- Written exercise:
Reproduce every line of the rows below word for word, leaving out the pictures.

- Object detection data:
begin

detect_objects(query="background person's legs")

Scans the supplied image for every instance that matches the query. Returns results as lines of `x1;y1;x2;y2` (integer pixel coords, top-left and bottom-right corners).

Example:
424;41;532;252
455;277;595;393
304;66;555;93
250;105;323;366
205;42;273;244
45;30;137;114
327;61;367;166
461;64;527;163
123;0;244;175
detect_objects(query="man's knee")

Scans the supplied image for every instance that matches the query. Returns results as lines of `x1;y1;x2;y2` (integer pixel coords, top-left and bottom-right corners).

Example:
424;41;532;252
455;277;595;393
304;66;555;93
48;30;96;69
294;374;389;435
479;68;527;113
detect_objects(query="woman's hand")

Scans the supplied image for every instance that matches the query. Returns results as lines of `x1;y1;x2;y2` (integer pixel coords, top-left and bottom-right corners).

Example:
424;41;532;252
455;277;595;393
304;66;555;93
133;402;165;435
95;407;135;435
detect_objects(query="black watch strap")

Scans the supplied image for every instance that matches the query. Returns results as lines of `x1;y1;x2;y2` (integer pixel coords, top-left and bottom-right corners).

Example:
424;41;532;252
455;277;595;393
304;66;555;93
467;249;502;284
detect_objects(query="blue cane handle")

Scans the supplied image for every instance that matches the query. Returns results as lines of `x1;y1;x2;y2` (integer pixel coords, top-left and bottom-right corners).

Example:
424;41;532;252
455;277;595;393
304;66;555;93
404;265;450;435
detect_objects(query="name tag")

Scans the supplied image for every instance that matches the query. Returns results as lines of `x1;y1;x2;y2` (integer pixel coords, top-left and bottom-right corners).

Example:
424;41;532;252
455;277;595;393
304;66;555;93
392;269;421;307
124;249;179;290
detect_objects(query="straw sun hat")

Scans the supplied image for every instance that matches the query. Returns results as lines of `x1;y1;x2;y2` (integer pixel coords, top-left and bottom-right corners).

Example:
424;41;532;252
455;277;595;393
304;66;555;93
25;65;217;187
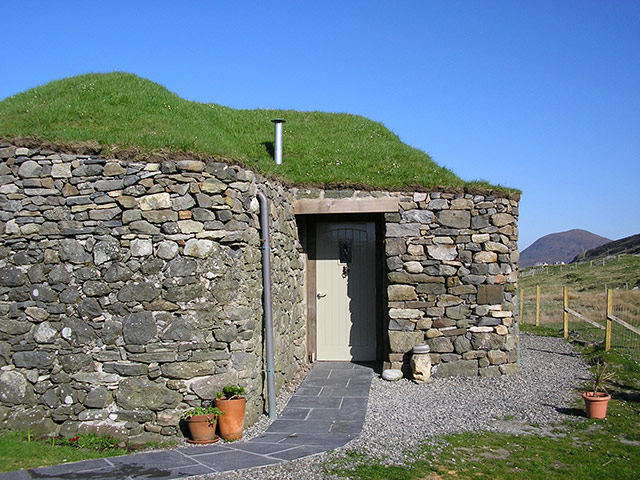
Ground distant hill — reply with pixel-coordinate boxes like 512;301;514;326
573;233;640;262
0;72;519;197
520;229;611;267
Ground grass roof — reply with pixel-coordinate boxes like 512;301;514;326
0;72;519;195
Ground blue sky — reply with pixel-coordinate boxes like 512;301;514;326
0;0;640;249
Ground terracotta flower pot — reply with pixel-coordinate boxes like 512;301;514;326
582;392;611;418
187;414;217;443
215;397;247;440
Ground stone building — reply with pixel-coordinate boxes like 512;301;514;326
0;143;518;441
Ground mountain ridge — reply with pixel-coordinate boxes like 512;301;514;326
520;228;611;268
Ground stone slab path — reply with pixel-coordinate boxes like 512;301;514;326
0;362;373;480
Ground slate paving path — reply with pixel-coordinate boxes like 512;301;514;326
0;362;373;480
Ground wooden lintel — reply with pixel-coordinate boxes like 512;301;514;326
293;197;398;215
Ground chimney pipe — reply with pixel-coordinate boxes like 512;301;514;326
271;118;284;165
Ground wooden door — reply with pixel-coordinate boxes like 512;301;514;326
316;222;376;361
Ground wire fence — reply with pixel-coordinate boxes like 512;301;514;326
520;287;640;362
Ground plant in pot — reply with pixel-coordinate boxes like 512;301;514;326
214;385;247;440
180;405;222;444
582;359;614;418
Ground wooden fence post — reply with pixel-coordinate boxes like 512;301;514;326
604;289;613;352
562;286;569;338
519;288;524;325
536;285;540;327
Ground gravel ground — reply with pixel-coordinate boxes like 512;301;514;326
198;334;590;480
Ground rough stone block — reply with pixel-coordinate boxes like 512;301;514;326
478;285;504;305
389;332;424;353
433;360;478;378
427;336;454;353
411;354;431;383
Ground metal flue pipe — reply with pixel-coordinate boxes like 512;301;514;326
271;118;284;165
256;192;276;418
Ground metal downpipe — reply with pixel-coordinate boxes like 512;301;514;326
256;192;276;418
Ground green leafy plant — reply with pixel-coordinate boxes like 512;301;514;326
180;405;224;425
217;385;244;400
593;359;615;397
61;433;120;450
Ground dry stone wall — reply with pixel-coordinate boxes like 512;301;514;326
385;192;519;377
0;144;306;441
297;189;519;381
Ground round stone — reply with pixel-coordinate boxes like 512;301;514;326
411;343;431;354
382;368;402;382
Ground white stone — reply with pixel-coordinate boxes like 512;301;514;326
184;238;213;258
484;242;509;253
382;368;402;382
51;163;71;178
130;238;153;257
389;308;424;320
178;220;204;233
433;237;453;245
427;245;458;260
473;252;498;263
157;240;178;260
451;198;473;210
33;322;58;343
469;327;493;333
404;262;424;273
413;192;427;202
471;233;491;243
411;343;431;355
411;354;431;383
138;193;171;210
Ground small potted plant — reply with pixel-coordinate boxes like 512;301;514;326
180;405;222;444
214;385;247;440
582;359;614;418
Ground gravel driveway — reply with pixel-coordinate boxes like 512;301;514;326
199;334;590;480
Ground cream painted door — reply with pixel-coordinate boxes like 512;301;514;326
316;222;376;361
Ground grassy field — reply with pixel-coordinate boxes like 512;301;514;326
519;255;640;361
327;334;640;480
0;73;519;196
0;430;129;472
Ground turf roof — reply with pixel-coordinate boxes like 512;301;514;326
0;72;519;196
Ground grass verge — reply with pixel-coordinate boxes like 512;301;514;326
326;336;640;480
0;430;174;472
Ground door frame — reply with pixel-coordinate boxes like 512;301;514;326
304;213;385;362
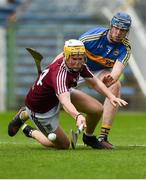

end

- Task result:
detect_objects(query="background person's legs")

Scans the supplied image for every instance that matches the query. Returns results as lines of `x1;y1;x2;y2` (integer pixel coords, top-left and bottom-right corners).

Example:
424;41;532;252
455;277;595;393
304;66;555;93
250;105;323;366
205;42;273;244
45;30;137;114
327;61;367;166
461;64;527;163
123;0;244;175
detect_objects(query="man's knee")

Scans the supplied image for every instance that matches the query. Returns results as lines of `x1;y1;x2;y2` (integer pixel coords, top-left and bottom-right corners).

Example:
424;41;532;252
455;277;595;393
304;66;555;93
48;30;96;69
294;374;389;435
479;68;527;113
detect_objects(query="woman's hand")

Scans the supplied image for every instance that matches the query. Returns results as lines of `x1;y1;x2;y2` (integer pixel coords, top-left and bottom-right corners).

Example:
424;41;532;252
455;277;595;393
304;66;555;93
133;402;165;435
95;407;135;435
detect_objects(query="black watch strap")

Scans the supplied image for every instance that matches the query. Returns results as lines of `x1;y1;x2;y2` (integer pixel coords, top-left and bottom-right corners).

Example:
424;41;532;252
455;277;595;393
304;66;555;93
467;249;502;284
detect_objects(query="blue cane handle")

Scans the supplied image for every instance that matches the query. Returns results as lines of `x1;y1;x2;y2` (integer pixel coords, top-left and bottom-right corners).

Example:
424;41;532;252
455;277;595;393
304;66;555;93
404;265;450;435
detect_objects(query="name tag")

Scans the supplied image for every instance that matches the query. Returns results as lines of `x1;y1;x2;y2` (integer pixel coords, top-left and bottom-right corners).

Example:
424;41;532;252
455;277;595;393
304;66;555;93
392;269;421;307
124;249;179;290
detect_objects(query="straw sun hat")

Scans the supplied image for every instance that matches the query. Returns results as lines of `x1;y1;x2;y2` (integer pixel coords, top-left and bottom-right corners).

Example:
424;41;532;252
455;277;595;393
304;66;555;93
25;65;217;187
Ground distant hill — reply with pixel-coordinate boxes like 512;301;514;326
573;233;640;262
0;72;519;197
520;229;611;267
Ground grass roof — reply with pixel-coordinate boxes like 512;301;514;326
0;72;519;195
Ground blue sky — reply with pixel-coordinate boxes like 512;301;514;326
0;0;640;249
Ground terracotta flower pot — reply with pixel-coordinate boxes like 512;301;514;326
582;392;611;418
187;414;217;443
215;397;247;440
Ground stone building — reply with pixel-coordinate boxes like 512;301;514;326
0;143;518;441
Ground mountain ridge — reply with pixel-coordinate boxes like 512;301;514;326
520;228;611;268
Ground stone slab path — reply with pixel-coordinate boxes like 512;301;514;326
0;362;373;480
Ground slate paving path — reply with pixel-coordinate boxes like 512;301;514;326
0;362;373;480
Ground wooden lintel — reply with pixel-coordinate boxes like 512;301;514;326
293;197;398;215
Ground chimney pipe — reply with pixel-coordinate boxes like 512;301;514;326
271;118;284;165
Ground wooden door — reply with pixel-coordinate boxes like 512;301;514;326
316;222;376;361
Ground wire fence — reply with pixel-coordinate boxes like 512;301;514;326
520;287;640;362
Ground plant in pot — reply with pixel-coordinate boxes like 512;301;514;326
214;385;247;440
180;405;222;444
582;359;614;418
Ground wooden fence post — reply with pixel-coordinate boxes like 512;301;514;326
604;289;613;352
562;286;569;338
519;288;524;325
536;285;540;327
Ground gravel ground — reply with pixel-coordinate boxes like 512;301;514;326
198;334;590;480
Ground rough stone block — reply with pixel-coordinate boxes like 512;301;514;326
478;285;504;305
389;332;424;353
433;360;478;378
427;336;454;353
411;354;431;383
Ground metal flue pipe — reply with pixel-coordinate boxes like 512;301;514;326
271;118;284;165
256;192;276;418
Ground metal downpipe — reply with pixel-coordinate boxes like 512;301;514;326
256;192;276;418
Ground green leafy plant — reply with pixel-coordinate boxes like 512;301;514;326
180;405;224;425
217;385;244;400
593;359;615;397
61;433;120;450
Ground dry stone wall — reply with pixel-coordinate boxes like 512;301;514;326
385;192;519;377
0;144;306;441
297;189;519;381
Ground round stone — reply with pixel-coordinate boxes like 512;301;514;326
411;343;431;354
382;368;402;382
Ground white stone — reply with pixel-coordinate boxes like 512;301;514;326
184;238;213;258
484;242;509;253
382;368;402;382
51;163;71;178
130;238;153;257
389;308;424;320
178;220;204;233
433;237;453;245
427;245;458;260
473;252;498;263
157;240;178;260
451;198;473;210
33;322;58;343
469;327;493;333
404;262;424;273
413;192;427;202
471;233;491;243
411;343;431;355
411;354;431;383
138;193;171;210
Ground small potted plant — reply with pixel-coordinate boxes like 512;301;514;326
180;405;222;444
214;385;247;440
582;359;614;418
Ground gravel driveway — reply with pixel-coordinate boxes like 512;301;514;326
199;334;590;480
Ground cream painted door — reply with pixel-coordinate boxes like 512;301;514;326
316;222;376;361
Ground grassy field — reply with pixel-coordinate boxes like 512;301;514;326
519;255;640;361
327;334;640;480
0;73;519;196
0;430;129;472
Ground turf roof — reply with pixel-coordinate boxes like 512;301;514;326
0;72;519;196
Ground grass verge — reply with pixel-coordinate boxes like 512;301;514;326
326;336;640;480
0;430;174;472
Ground door frame — reply with pixel-coordinate boxes like 512;301;514;326
304;213;385;362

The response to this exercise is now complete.